### What needs to be done
Please reproduce the lines of the items below word for word, leaving out the pictures.
• • •
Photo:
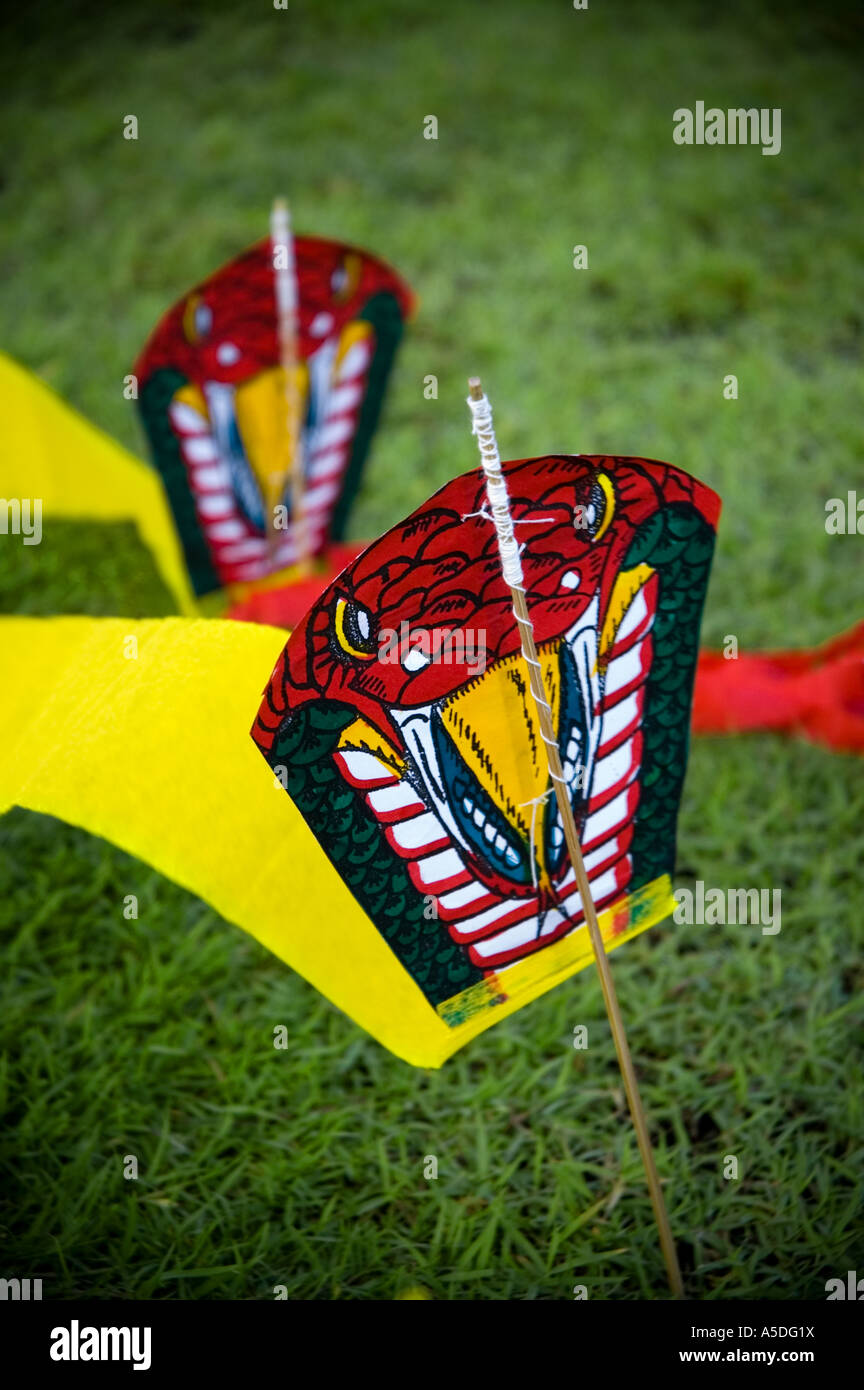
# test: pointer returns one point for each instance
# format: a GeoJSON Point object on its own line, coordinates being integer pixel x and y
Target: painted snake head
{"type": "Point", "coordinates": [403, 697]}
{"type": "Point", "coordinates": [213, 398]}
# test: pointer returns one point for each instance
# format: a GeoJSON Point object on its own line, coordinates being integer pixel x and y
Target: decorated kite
• • •
### Exercise answer
Photo:
# test: pointer returns one point for each instance
# format: a GeoJSON Point object on its own line, coordinates being integer pixel x and y
Target: painted snake head
{"type": "Point", "coordinates": [403, 697]}
{"type": "Point", "coordinates": [213, 398]}
# test: pointer returns one point for each instance
# format: a GeoJSON Point object on its own line, coordinates being integer pixel x and y
Target: decorated kite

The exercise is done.